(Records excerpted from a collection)

================

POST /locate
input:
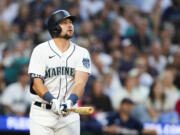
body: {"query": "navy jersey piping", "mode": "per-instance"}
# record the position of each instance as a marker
(60, 77)
(66, 66)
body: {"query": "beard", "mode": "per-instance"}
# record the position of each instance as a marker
(66, 36)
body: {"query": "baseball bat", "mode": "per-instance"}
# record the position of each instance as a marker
(82, 110)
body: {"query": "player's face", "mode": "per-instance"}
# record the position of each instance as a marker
(67, 28)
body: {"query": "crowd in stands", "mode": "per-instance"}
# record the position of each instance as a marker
(135, 56)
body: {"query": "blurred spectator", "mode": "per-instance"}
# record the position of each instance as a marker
(127, 58)
(10, 11)
(100, 60)
(90, 7)
(112, 83)
(23, 16)
(172, 14)
(123, 123)
(140, 38)
(131, 89)
(171, 91)
(97, 98)
(145, 79)
(16, 97)
(156, 59)
(176, 64)
(157, 101)
(125, 19)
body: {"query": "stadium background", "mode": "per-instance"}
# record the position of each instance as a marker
(135, 52)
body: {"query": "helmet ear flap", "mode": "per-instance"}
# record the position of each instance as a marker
(56, 31)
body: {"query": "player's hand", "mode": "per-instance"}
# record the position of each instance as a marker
(64, 106)
(55, 106)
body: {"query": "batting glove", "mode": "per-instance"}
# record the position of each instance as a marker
(66, 105)
(55, 106)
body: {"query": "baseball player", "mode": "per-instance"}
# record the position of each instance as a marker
(59, 70)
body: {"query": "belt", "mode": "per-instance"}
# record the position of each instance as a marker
(43, 105)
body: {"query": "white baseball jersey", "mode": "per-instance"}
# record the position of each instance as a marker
(57, 69)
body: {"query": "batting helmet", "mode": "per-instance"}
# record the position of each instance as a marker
(55, 18)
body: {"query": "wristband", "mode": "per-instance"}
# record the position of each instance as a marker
(73, 98)
(48, 97)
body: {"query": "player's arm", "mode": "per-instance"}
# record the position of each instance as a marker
(39, 87)
(37, 72)
(80, 82)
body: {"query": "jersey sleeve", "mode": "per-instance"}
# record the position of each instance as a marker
(37, 63)
(84, 62)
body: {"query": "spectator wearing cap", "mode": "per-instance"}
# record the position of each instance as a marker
(123, 123)
(16, 97)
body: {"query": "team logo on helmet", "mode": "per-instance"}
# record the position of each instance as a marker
(86, 62)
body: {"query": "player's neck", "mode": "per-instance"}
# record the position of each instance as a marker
(62, 44)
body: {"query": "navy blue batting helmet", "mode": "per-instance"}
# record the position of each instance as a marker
(55, 18)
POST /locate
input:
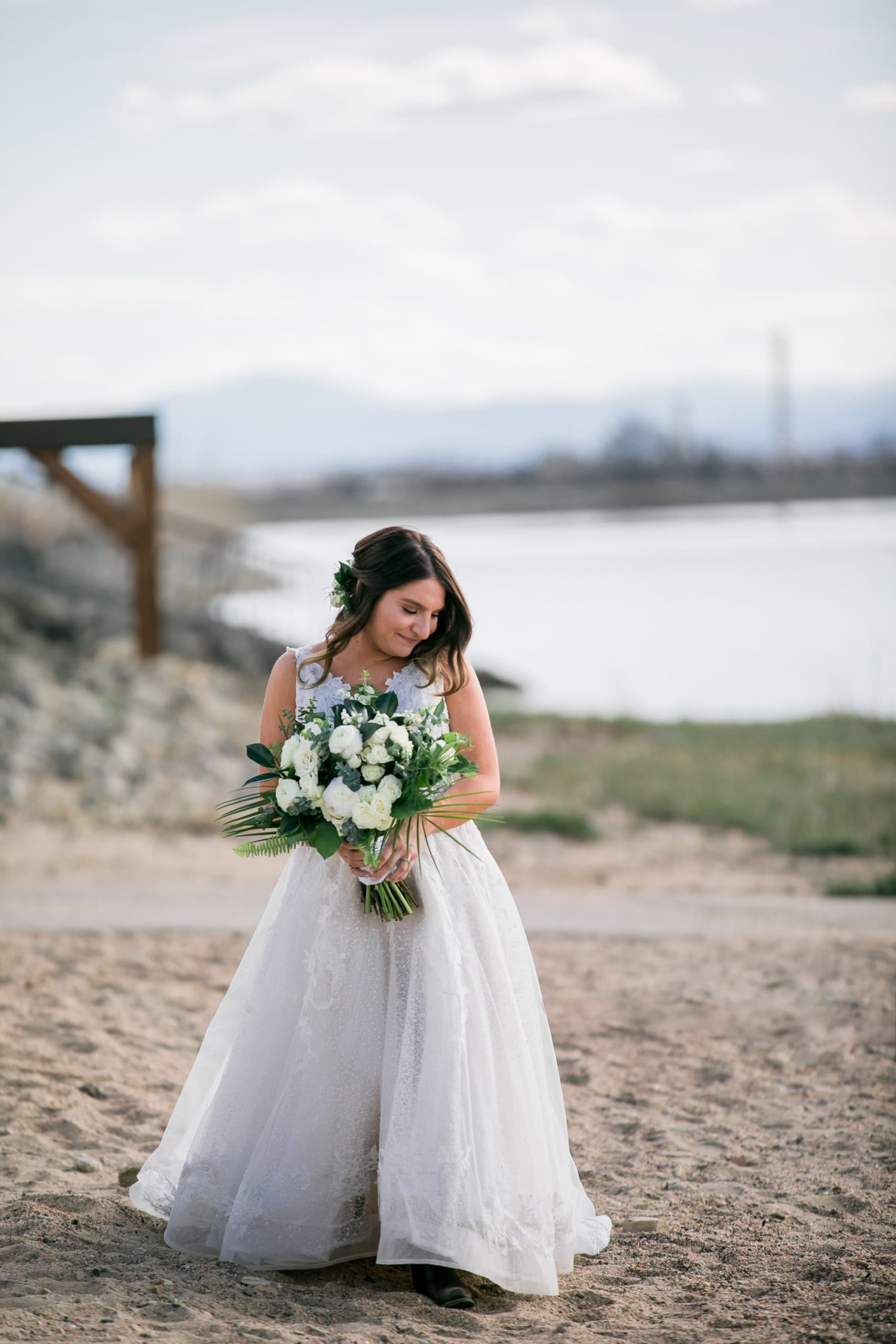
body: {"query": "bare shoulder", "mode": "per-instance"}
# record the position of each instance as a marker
(471, 692)
(284, 671)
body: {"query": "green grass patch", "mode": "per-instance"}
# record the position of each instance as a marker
(574, 826)
(824, 785)
(883, 886)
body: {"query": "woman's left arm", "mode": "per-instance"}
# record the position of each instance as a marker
(468, 714)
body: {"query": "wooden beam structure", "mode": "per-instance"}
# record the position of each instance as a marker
(135, 524)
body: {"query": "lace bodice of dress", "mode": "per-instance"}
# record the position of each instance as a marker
(407, 683)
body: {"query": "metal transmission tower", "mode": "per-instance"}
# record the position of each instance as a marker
(781, 398)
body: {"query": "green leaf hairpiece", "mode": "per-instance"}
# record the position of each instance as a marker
(340, 592)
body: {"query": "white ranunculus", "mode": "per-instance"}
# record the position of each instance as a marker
(390, 788)
(287, 793)
(339, 799)
(345, 741)
(288, 752)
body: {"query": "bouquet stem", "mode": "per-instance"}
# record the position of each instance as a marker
(390, 899)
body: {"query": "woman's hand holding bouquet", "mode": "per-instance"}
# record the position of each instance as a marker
(364, 781)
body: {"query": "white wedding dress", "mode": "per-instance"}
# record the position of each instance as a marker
(379, 1089)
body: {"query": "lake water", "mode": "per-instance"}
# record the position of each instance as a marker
(739, 612)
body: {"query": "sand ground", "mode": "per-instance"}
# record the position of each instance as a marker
(735, 1085)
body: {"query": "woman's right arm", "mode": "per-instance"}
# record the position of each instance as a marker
(280, 698)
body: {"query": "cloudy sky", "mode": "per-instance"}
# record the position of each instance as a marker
(442, 202)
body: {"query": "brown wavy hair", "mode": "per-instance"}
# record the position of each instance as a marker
(387, 560)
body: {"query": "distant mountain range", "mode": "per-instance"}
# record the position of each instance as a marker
(267, 430)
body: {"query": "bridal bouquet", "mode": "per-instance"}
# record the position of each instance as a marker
(356, 776)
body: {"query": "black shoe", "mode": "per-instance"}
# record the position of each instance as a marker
(441, 1284)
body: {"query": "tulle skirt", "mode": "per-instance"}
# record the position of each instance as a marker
(371, 1089)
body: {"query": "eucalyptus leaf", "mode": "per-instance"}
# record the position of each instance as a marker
(327, 839)
(261, 754)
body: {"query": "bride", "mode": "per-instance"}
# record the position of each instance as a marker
(383, 1089)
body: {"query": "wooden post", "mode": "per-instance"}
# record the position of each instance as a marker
(143, 503)
(135, 527)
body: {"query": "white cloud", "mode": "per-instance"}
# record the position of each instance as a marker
(872, 97)
(344, 92)
(291, 213)
(702, 162)
(743, 93)
(721, 4)
(385, 292)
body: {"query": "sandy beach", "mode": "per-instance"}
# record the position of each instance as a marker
(730, 1085)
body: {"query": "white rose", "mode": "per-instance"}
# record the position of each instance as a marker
(363, 816)
(382, 810)
(398, 733)
(390, 788)
(305, 759)
(287, 793)
(288, 752)
(345, 741)
(338, 799)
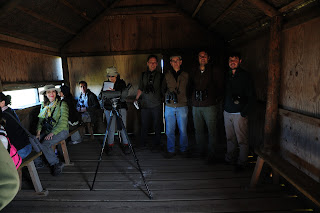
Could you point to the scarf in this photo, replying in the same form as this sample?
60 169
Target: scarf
47 110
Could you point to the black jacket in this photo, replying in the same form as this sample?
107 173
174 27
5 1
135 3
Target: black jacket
240 94
17 136
119 85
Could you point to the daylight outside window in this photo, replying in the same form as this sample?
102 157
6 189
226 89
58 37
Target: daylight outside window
23 98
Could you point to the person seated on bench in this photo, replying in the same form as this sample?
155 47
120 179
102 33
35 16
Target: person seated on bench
9 184
87 106
74 116
52 126
18 137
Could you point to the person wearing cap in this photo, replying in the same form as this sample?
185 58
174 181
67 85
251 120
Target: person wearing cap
52 126
175 86
87 106
149 94
114 83
74 116
207 93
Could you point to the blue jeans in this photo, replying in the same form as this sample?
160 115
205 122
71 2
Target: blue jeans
175 115
47 146
123 113
205 118
25 151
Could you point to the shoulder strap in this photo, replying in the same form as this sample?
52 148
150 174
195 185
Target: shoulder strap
17 122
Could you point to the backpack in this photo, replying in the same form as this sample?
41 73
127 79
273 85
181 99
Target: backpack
12 151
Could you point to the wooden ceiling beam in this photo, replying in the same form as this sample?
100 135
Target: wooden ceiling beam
198 8
83 14
291 5
26 37
89 26
8 7
225 13
44 19
102 3
264 7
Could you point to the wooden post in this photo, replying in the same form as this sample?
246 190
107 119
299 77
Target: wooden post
273 84
65 70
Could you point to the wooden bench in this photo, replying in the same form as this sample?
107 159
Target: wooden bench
64 146
28 161
302 182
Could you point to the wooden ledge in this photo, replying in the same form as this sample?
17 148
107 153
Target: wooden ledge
301 181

================

**What you are asked to do:** All records should be output exactly, with the pictures left out.

**Answer to the task:**
POST /locate
input:
body: {"query": "navy jersey piping", "mode": "per-instance"}
# record the position of each instance as a marker
(60, 77)
(66, 66)
body: {"query": "beard", "mode": "per-instance"}
# record the position of each instance as a marker
(66, 36)
body: {"query": "baseball bat", "mode": "per-instance"}
# record the position of each instance as a marker
(82, 110)
body: {"query": "player's face", "mode": "per-instance"}
# record the position of each instance as a marker
(67, 28)
body: {"query": "crowd in stands", "mode": "per-instance"}
# record the position of each instance as a marker
(135, 56)
body: {"query": "blurred spectator", "mode": "per-instance"}
# record the position of each instance as a marker
(127, 58)
(10, 11)
(100, 60)
(90, 7)
(112, 83)
(23, 16)
(172, 14)
(123, 123)
(140, 38)
(131, 89)
(171, 91)
(97, 98)
(145, 79)
(16, 97)
(156, 59)
(176, 64)
(157, 101)
(125, 19)
body: {"query": "stadium background", "mode": "per-instance"}
# record the position of each instance as a marker
(135, 52)
body: {"query": "helmet ear flap", "mode": "per-instance"}
# record the position of each instance as a marker
(56, 31)
body: {"query": "player's hand", "mode": "per-instance"}
# record the position of each instance as a marker
(64, 106)
(55, 106)
body: {"query": "batting glove", "mode": "per-instance"}
# record the position of each instance as a marker
(66, 105)
(55, 106)
body: {"query": "baseball player", "mode": "per-instance"}
# record the position of each instance as a marker
(59, 70)
body: {"query": "belt", "mode": "per-instance"}
# record the position of each instance as a marker
(43, 105)
body: {"query": "white baseball jersey", "mode": "per-instance"}
# record the position of each instance as a marker
(57, 69)
body: {"query": "batting helmet", "mode": "per-instance"}
# record the position of each instance as a marker
(55, 18)
body: {"query": "wristband", "mode": "per-instance"}
# record the position of each instance as a marker
(73, 98)
(48, 97)
body: {"query": "player's arm", "mode": "per-instance"}
# record the position of each instance as a marker
(39, 87)
(37, 72)
(80, 82)
body: {"query": "jersey sleeve", "mode": "per-instance"}
# record the position of each instance as a marker
(37, 63)
(84, 62)
body: {"query": "spectator wearing cap", "mode": "per-instance"}
# record the position of each instance as a marker
(123, 123)
(16, 97)
body: {"query": "team logo on helmet", "mode": "per-instance"}
# record the position of each instance as a marker
(86, 62)
body: {"query": "player's neck", "mode": "per-instance"}
# record the position of each instance as a marker
(62, 44)
body: {"query": "navy blue batting helmet", "mode": "per-instance"}
# record the position of each instance as a marker
(55, 18)
POST /locate
input:
body: {"query": "bare shoulder", "mode": "per-instance"}
# record the position of each instance as a marker
(471, 692)
(284, 671)
body: {"query": "green grass patch", "mode": "per-instance"}
# record the position of each instance as a marker
(574, 826)
(824, 785)
(883, 886)
body: {"query": "woman's left arm", "mode": "per-instance"}
# record the position of each instance as a marker
(468, 714)
body: {"query": "wooden beam structure", "mode": "per-instance"}
# record the position of each instance as a marker
(135, 524)
body: {"query": "lace bodice of dress", "mode": "per-instance"}
# record the position of each instance as a marker
(407, 683)
body: {"query": "metal transmission tower", "mode": "per-instance"}
# record the position of each instance as a marker
(781, 398)
body: {"query": "green leaf hairpiece", "mode": "per-instance"}
# record the position of each instance as a marker
(340, 592)
body: {"query": "white ranunculus", "mode": "per-instance"}
# record the position of each instance as a marker
(390, 788)
(287, 793)
(339, 799)
(345, 741)
(288, 752)
body: {"query": "bouquet stem", "mode": "per-instance"}
# record the position of each instance as a marker
(390, 899)
body: {"query": "woman's hand holding bouquet", "mode": "per-instance"}
# record the position of each instance as a marker
(364, 781)
body: {"query": "white wedding dress", "mode": "per-instance"}
# record the position of each instance as a marker
(379, 1089)
body: {"query": "lake water", "mode": "per-instance"}
# record the position of each instance as a marker
(739, 612)
body: {"query": "sand ground", "mode": "per-instance"}
# record the position of each instance as a marker
(735, 1085)
body: {"query": "woman's right arm", "mode": "per-instance"}
# record the position of each instance as a marker
(280, 698)
body: {"query": "cloudy sky", "mode": "per-instance"}
# record the position of each instance as a marker
(442, 202)
body: {"query": "brown wavy hair", "mode": "per-instance"}
# record the position of each instance as a marker
(387, 560)
body: {"query": "distant mountain range", "mode": "per-instance"}
# record the position of each instance as a marker
(267, 430)
body: {"query": "bridal bouquet", "mode": "per-instance"}
# record the position of each instance as a marker
(356, 776)
body: {"query": "black shoe", "mode": "per-instance"}
# record the position of each instance as a marker
(441, 1284)
body: {"query": "tulle skirt", "mode": "per-instance"}
# record the position of each instance as a marker
(371, 1089)
body: {"query": "eucalyptus leaf", "mode": "per-instance"}
# record the position of each instance as a marker
(327, 839)
(261, 754)
body: {"query": "bride", "mode": "per-instance"}
# record the position of each instance as a marker
(383, 1089)
body: {"query": "wooden post", "mode": "per-instance"}
# record the position of each instance as a marker
(143, 503)
(135, 527)
body: {"query": "white cloud", "mode": "per-instance"}
# record the position of each instance as a marker
(872, 97)
(344, 92)
(291, 213)
(702, 162)
(743, 93)
(721, 4)
(385, 292)
body: {"query": "sandy beach", "mode": "per-instance"}
# record the position of each instance as a marker
(730, 1085)
body: {"query": "white rose", "mode": "per-instance"}
# record the position of each instance as a marker
(363, 816)
(382, 810)
(398, 733)
(390, 788)
(305, 759)
(287, 793)
(288, 752)
(345, 741)
(338, 799)
Could you point to the scarf in this photo, replying in the same form as this sample?
60 169
Target: scarf
47 110
Could you point to the black jacket in this photo, replying in the same form as this sample?
107 173
174 27
5 1
135 3
Target: black jacket
240 94
17 136
119 85
Could you point to the daylight outside window in this photo, replying in the same form as this sample?
102 157
6 189
226 89
58 37
Target: daylight outside window
23 98
Could you point to the person seated on bench in this photo, replying in the same form as this sample?
155 47
120 179
102 33
35 16
Target: person seated on bench
9 184
87 106
74 116
52 126
18 137
Could you point to the person wearing cap in this photo, replying in the same form as this sample?
185 58
174 181
67 85
251 120
Target: person wearing cap
52 126
175 86
87 106
149 94
114 83
74 116
207 93
Could you point to the blue jeans in this photo, replying in the same form as this sample?
160 115
205 122
71 2
Target: blue jeans
175 115
47 146
123 113
205 118
25 151
Could you point to the shoulder strap in this photo, replying in the same form as this sample?
52 148
150 174
195 185
Target: shoulder strap
17 122
Could you point to the backpack in this photo, replying in the same form as this sample?
41 73
127 79
273 85
181 99
Target: backpack
12 151
Could you point to the wooden ceiling beam in this photo, replying in the same form as this sample?
100 135
Target: wooden ceiling beam
198 8
83 14
291 5
26 37
89 26
8 7
225 13
44 19
102 3
264 7
Could you point to the wooden post in this photo, replying in the same form as this sample?
246 190
107 119
299 77
Target: wooden post
273 84
65 70
Could you point to the wooden bench in this photo, replying in the same form as this sample?
107 159
Target: wooden bench
64 146
28 161
302 182
Could you point to the wooden ledge in this photo, replying in the same form as this sample?
17 148
107 153
Target: wooden ledge
301 181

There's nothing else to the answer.